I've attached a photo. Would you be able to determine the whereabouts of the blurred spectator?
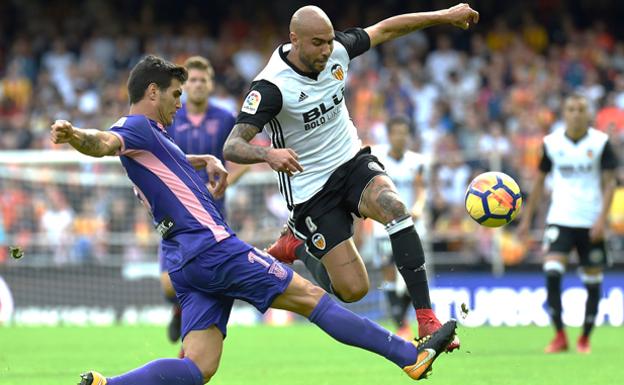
[41,187,74,264]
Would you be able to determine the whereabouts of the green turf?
[0,324,624,385]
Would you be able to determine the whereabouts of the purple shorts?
[169,236,293,339]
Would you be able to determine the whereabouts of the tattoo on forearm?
[70,132,108,156]
[223,123,268,164]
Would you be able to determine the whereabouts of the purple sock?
[308,294,418,368]
[106,358,204,385]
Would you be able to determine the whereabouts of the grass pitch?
[0,324,624,385]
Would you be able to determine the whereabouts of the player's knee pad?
[544,260,565,276]
[578,267,604,285]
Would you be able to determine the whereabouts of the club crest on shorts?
[312,233,327,250]
[306,216,318,233]
[368,162,383,172]
[332,64,344,80]
[241,90,262,115]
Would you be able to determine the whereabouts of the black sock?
[400,294,412,321]
[386,216,431,309]
[546,270,563,331]
[583,282,600,337]
[295,243,334,294]
[384,288,405,327]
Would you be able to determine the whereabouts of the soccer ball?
[465,172,522,227]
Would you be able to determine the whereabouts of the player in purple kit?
[51,56,456,385]
[159,56,249,342]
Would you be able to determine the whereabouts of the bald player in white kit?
[223,4,479,350]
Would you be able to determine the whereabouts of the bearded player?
[224,4,479,350]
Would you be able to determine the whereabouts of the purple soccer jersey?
[110,115,234,272]
[167,103,235,214]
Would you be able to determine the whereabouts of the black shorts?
[288,147,386,259]
[544,225,608,267]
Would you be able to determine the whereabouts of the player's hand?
[266,148,303,176]
[589,218,605,242]
[50,120,74,144]
[203,155,228,199]
[446,3,479,29]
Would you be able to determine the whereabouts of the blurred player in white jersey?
[518,95,618,353]
[372,116,427,339]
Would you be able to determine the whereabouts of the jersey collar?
[563,128,589,144]
[278,43,319,80]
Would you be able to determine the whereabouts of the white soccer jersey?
[372,145,428,237]
[237,29,370,208]
[540,128,617,228]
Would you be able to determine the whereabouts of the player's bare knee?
[334,281,369,303]
[376,188,407,224]
[184,348,219,384]
[160,272,176,298]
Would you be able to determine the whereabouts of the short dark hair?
[386,115,414,135]
[128,55,188,104]
[184,56,214,76]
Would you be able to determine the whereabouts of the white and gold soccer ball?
[465,172,522,227]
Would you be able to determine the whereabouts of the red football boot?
[544,330,568,353]
[576,335,591,354]
[416,309,459,352]
[266,226,303,264]
[396,323,414,341]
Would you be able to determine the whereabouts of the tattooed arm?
[365,4,479,47]
[50,120,121,158]
[223,123,270,164]
[223,123,303,176]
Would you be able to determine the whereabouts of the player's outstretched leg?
[266,226,337,294]
[160,270,182,343]
[79,325,223,385]
[271,274,456,380]
[359,175,459,351]
[266,226,303,264]
[78,358,204,385]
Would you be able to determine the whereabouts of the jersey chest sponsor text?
[557,163,595,178]
[302,87,344,131]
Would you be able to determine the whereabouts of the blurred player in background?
[371,116,426,339]
[518,95,618,353]
[159,56,249,348]
[51,56,456,385]
[224,4,479,349]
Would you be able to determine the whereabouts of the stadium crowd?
[0,0,624,263]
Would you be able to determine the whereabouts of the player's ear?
[288,31,299,47]
[145,83,158,101]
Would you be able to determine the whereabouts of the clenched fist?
[50,120,74,144]
[446,3,479,29]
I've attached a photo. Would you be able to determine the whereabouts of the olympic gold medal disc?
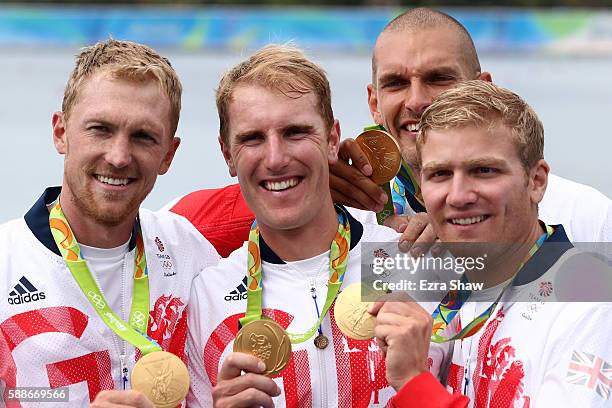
[355,130,402,185]
[234,319,291,377]
[131,351,189,408]
[334,282,376,340]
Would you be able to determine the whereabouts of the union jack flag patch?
[567,350,612,400]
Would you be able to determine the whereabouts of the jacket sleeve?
[391,372,469,408]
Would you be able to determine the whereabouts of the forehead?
[419,123,520,164]
[374,27,467,77]
[72,71,171,123]
[228,85,323,134]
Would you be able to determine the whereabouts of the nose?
[263,135,289,172]
[105,134,132,169]
[446,174,478,208]
[404,80,433,117]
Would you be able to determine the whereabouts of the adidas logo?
[8,276,45,305]
[224,276,247,302]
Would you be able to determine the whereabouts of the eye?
[134,130,157,143]
[87,125,109,133]
[381,78,408,89]
[427,170,451,180]
[476,166,498,175]
[429,74,457,86]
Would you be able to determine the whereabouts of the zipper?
[310,278,333,407]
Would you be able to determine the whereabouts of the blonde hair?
[216,44,334,143]
[62,38,182,136]
[417,80,544,172]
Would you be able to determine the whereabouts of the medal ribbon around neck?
[49,200,161,355]
[240,206,351,344]
[431,225,554,343]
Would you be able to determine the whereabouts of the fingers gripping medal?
[131,351,189,408]
[334,282,376,340]
[355,129,402,224]
[233,319,291,377]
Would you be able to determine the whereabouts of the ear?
[157,136,181,176]
[477,71,493,82]
[51,111,68,154]
[327,119,340,163]
[368,84,384,126]
[529,159,550,205]
[219,136,238,177]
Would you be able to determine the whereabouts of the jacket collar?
[514,225,574,286]
[23,187,138,256]
[259,207,363,264]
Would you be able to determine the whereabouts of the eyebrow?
[378,66,459,82]
[421,157,507,173]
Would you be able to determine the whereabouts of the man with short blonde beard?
[377,81,612,408]
[0,39,218,407]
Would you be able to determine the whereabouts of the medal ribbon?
[240,206,351,344]
[431,225,554,343]
[49,200,161,355]
[363,125,425,225]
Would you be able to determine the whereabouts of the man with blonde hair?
[0,39,218,407]
[377,81,612,408]
[187,45,428,407]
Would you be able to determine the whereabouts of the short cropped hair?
[417,80,544,173]
[216,44,334,143]
[372,7,481,85]
[62,38,183,136]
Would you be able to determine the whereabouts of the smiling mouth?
[261,177,302,191]
[448,215,489,225]
[95,174,131,186]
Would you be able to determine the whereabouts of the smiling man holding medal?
[378,81,612,408]
[187,45,440,407]
[0,39,218,407]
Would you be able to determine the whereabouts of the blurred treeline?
[8,0,612,8]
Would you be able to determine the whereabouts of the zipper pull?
[119,354,128,390]
[310,279,317,299]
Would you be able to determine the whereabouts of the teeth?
[264,178,298,191]
[451,215,487,225]
[96,175,130,186]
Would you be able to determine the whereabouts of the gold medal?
[233,319,291,377]
[314,334,329,350]
[131,351,189,408]
[355,130,402,185]
[334,282,376,340]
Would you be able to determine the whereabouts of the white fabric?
[187,224,426,407]
[80,241,133,321]
[380,174,612,242]
[447,250,612,408]
[0,210,219,408]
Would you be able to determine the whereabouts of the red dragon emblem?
[148,295,187,357]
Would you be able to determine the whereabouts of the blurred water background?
[0,5,612,222]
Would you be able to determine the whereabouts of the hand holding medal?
[234,319,291,377]
[355,129,402,225]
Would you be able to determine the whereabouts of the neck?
[466,219,546,288]
[259,198,338,262]
[60,188,136,248]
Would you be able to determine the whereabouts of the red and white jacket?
[187,216,437,407]
[393,226,612,408]
[0,188,219,407]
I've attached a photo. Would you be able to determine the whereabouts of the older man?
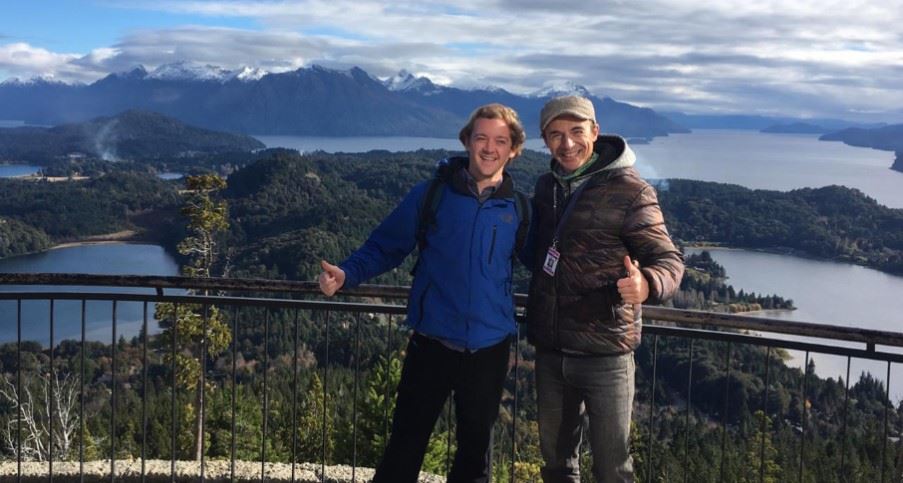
[527,96,683,483]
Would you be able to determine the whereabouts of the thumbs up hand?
[618,256,649,304]
[317,260,345,297]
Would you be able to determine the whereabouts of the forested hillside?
[0,150,901,482]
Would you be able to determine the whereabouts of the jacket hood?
[550,134,636,177]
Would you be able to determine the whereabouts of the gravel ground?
[0,460,445,483]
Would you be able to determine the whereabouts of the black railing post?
[291,309,298,483]
[141,301,148,483]
[445,398,456,478]
[646,334,658,481]
[718,341,734,481]
[198,304,210,483]
[78,299,87,483]
[320,310,330,483]
[110,300,117,483]
[799,351,809,483]
[16,299,23,483]
[840,356,850,479]
[229,305,238,483]
[351,314,361,482]
[759,346,771,482]
[684,339,695,482]
[383,315,393,451]
[47,299,55,483]
[260,308,270,483]
[509,324,520,483]
[881,361,891,483]
[169,304,179,483]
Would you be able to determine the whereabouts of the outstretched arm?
[317,260,345,297]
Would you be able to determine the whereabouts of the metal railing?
[0,274,903,481]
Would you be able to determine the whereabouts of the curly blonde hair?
[458,103,527,156]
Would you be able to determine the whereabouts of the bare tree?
[0,371,79,461]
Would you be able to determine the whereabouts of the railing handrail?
[0,273,903,350]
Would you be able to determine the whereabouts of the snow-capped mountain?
[147,62,268,83]
[530,81,593,98]
[0,62,681,137]
[382,69,439,94]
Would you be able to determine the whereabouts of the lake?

- - -

_Required task_. Extract every line from the entries above that contains the word "holding", matching case exactly.

_Task response_.
Would you be able to determine the whereabouts of the smiling man holding medal?
Would you be able to determine the whereabouts of the hand holding medal?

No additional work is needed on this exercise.